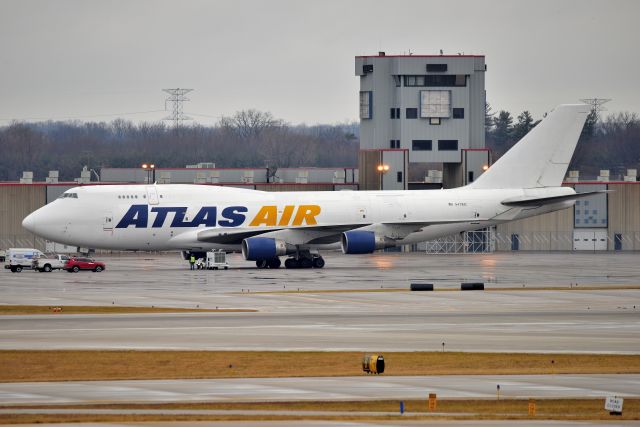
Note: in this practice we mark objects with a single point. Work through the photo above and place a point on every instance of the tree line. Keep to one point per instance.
(249, 138)
(253, 138)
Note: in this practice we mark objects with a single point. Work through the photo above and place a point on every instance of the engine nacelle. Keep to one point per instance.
(363, 242)
(259, 248)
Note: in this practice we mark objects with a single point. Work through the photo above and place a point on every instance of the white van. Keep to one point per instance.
(20, 258)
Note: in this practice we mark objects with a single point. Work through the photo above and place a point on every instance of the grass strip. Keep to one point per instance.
(81, 365)
(109, 309)
(546, 409)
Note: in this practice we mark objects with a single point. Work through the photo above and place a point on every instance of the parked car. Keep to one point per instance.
(21, 258)
(49, 262)
(75, 264)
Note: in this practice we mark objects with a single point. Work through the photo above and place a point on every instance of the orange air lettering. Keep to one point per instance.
(286, 215)
(306, 214)
(267, 215)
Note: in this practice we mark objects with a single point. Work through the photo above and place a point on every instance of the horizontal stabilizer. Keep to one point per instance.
(541, 158)
(541, 201)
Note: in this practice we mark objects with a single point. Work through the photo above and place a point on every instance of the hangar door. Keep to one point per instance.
(589, 240)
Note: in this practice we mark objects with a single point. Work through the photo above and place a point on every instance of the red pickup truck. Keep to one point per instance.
(73, 265)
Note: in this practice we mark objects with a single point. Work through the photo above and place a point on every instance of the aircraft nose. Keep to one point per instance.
(29, 222)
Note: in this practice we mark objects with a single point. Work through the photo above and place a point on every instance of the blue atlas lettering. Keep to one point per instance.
(161, 216)
(205, 216)
(137, 215)
(234, 216)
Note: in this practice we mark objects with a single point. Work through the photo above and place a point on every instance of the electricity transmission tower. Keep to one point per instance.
(596, 104)
(176, 97)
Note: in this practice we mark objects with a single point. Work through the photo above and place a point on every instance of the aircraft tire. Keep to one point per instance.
(291, 263)
(275, 263)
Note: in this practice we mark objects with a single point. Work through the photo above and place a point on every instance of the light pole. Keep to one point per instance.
(382, 169)
(151, 172)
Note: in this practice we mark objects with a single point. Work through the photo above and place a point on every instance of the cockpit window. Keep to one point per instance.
(68, 195)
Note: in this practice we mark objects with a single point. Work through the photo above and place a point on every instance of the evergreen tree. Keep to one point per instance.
(524, 124)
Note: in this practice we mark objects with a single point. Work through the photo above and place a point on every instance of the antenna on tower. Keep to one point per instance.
(596, 104)
(177, 97)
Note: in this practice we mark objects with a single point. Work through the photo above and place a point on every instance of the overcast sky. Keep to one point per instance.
(295, 59)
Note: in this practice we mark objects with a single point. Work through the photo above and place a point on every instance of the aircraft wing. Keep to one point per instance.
(312, 234)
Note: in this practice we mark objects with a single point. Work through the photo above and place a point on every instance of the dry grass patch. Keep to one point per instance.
(80, 365)
(109, 309)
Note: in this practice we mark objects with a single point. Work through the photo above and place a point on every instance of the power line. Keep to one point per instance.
(88, 116)
(176, 97)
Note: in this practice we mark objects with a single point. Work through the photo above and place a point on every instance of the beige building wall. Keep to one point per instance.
(624, 215)
(16, 202)
(548, 232)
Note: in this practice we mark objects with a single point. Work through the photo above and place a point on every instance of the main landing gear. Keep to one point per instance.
(300, 260)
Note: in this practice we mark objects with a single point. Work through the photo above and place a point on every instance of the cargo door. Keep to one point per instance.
(107, 222)
(152, 195)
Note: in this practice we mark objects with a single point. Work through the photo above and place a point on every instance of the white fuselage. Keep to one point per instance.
(172, 216)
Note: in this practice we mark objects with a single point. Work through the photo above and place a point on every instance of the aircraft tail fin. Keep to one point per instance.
(541, 157)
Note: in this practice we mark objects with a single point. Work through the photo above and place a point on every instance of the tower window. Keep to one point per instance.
(421, 145)
(448, 145)
(412, 113)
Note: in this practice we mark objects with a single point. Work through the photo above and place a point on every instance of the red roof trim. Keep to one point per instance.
(600, 182)
(420, 56)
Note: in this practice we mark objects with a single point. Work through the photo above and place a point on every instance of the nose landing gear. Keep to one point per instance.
(301, 260)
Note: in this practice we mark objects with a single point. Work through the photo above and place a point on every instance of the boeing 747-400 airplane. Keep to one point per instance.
(526, 181)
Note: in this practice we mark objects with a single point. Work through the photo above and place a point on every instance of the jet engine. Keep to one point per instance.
(363, 242)
(262, 248)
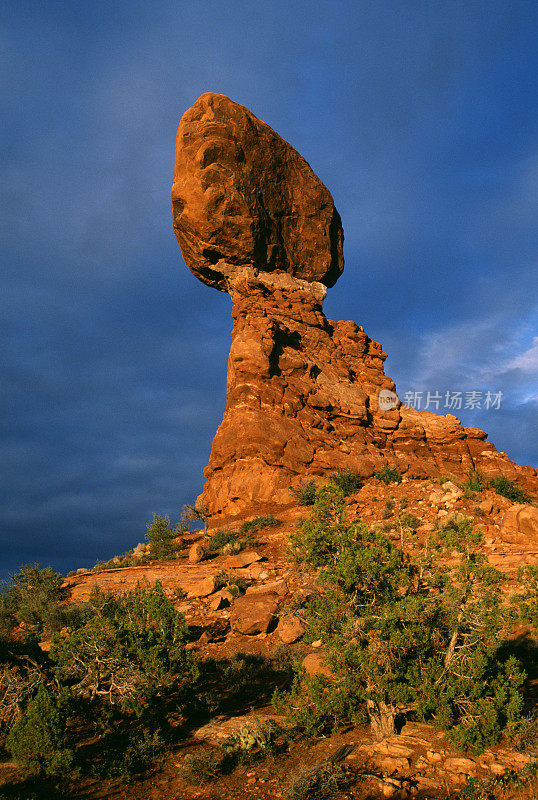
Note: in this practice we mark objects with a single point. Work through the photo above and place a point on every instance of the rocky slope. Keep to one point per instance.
(305, 395)
(266, 621)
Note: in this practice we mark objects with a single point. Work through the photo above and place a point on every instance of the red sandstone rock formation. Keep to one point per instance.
(242, 196)
(302, 391)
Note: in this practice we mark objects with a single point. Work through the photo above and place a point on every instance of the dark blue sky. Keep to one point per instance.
(419, 116)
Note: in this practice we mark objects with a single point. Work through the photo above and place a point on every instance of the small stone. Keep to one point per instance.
(202, 588)
(290, 629)
(253, 614)
(463, 766)
(196, 553)
(242, 560)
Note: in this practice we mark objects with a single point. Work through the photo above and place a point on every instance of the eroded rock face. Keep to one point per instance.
(242, 196)
(304, 394)
(303, 401)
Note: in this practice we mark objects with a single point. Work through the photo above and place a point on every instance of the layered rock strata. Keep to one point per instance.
(304, 394)
(303, 400)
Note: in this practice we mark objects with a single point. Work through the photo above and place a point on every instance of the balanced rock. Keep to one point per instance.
(305, 395)
(242, 196)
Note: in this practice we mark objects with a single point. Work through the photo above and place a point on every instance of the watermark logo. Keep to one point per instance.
(387, 400)
(453, 401)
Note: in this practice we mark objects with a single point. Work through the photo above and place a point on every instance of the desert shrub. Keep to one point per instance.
(526, 734)
(388, 510)
(160, 537)
(475, 482)
(34, 597)
(528, 598)
(347, 481)
(314, 542)
(202, 768)
(402, 635)
(410, 521)
(258, 524)
(389, 475)
(320, 782)
(305, 493)
(508, 489)
(130, 650)
(18, 684)
(501, 785)
(254, 741)
(37, 740)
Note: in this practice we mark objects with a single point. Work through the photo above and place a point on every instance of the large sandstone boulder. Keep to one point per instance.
(305, 395)
(242, 196)
(520, 525)
(253, 614)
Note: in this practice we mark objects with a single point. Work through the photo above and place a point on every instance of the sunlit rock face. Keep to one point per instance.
(242, 196)
(305, 395)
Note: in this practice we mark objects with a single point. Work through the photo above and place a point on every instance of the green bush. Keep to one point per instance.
(347, 481)
(126, 756)
(402, 635)
(34, 596)
(129, 651)
(314, 542)
(160, 537)
(320, 782)
(203, 768)
(37, 739)
(475, 482)
(305, 493)
(508, 489)
(389, 475)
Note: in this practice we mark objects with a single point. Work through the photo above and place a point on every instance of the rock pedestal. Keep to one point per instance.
(305, 395)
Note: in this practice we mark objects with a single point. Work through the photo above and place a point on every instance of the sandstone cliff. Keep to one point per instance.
(303, 392)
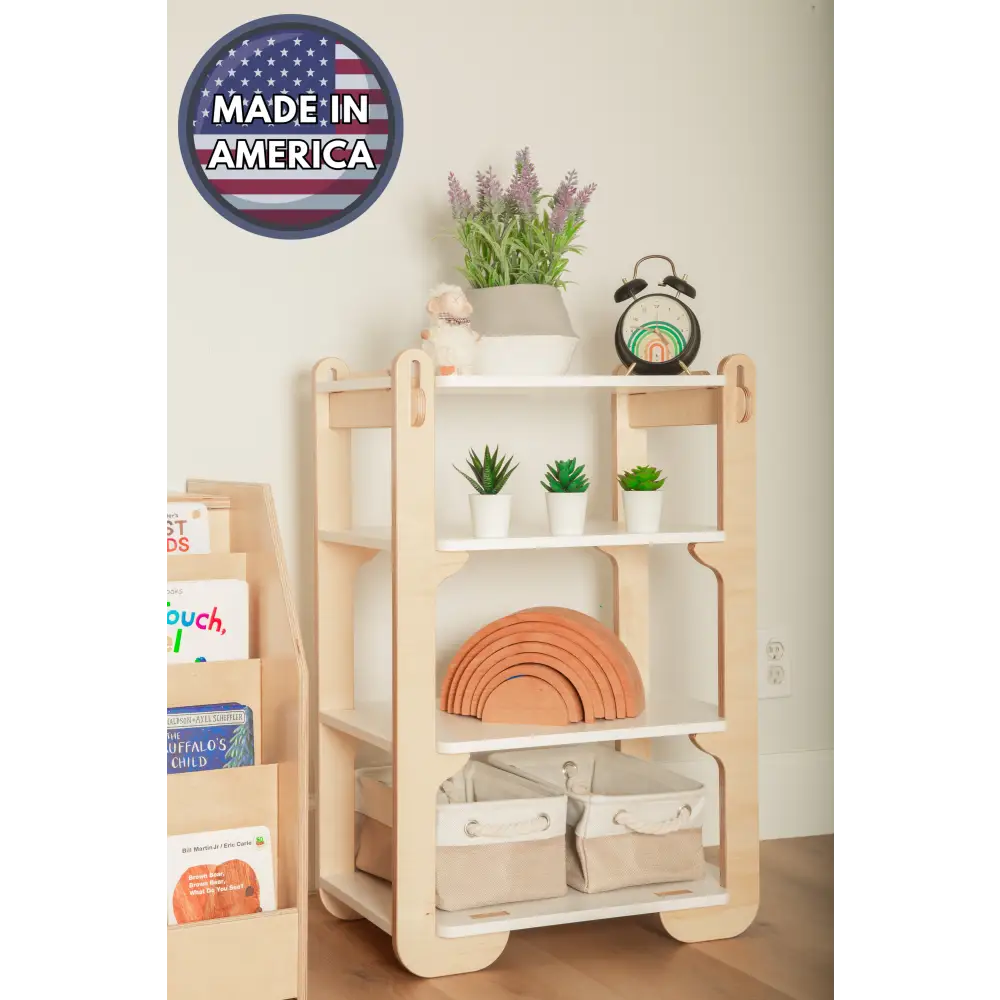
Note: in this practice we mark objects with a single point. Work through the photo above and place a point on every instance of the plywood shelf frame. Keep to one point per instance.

##############################

What is asked |
Please copy the lines above, starting at the one that holds "pedestal. Keep to one point per instance." and stopping after the last line, exactly as they appear and minus the pictures.

Solution to the problem |
Note: in this practice we mark objects with a single point. Work through the photo above and place a point on every instance of the rock pedestal. Keep to one point per instance.
(305, 395)
Note: in this practice we mark objects with a single point. Work through the photo above and place a point on every instance of the sandstone cliff. Keep to one point per instance.
(303, 392)
Note: in this practice we mark objects with a single point. Work through the photo above and place a point on every instance of the plywood shelf frame. Keep to one point per instance.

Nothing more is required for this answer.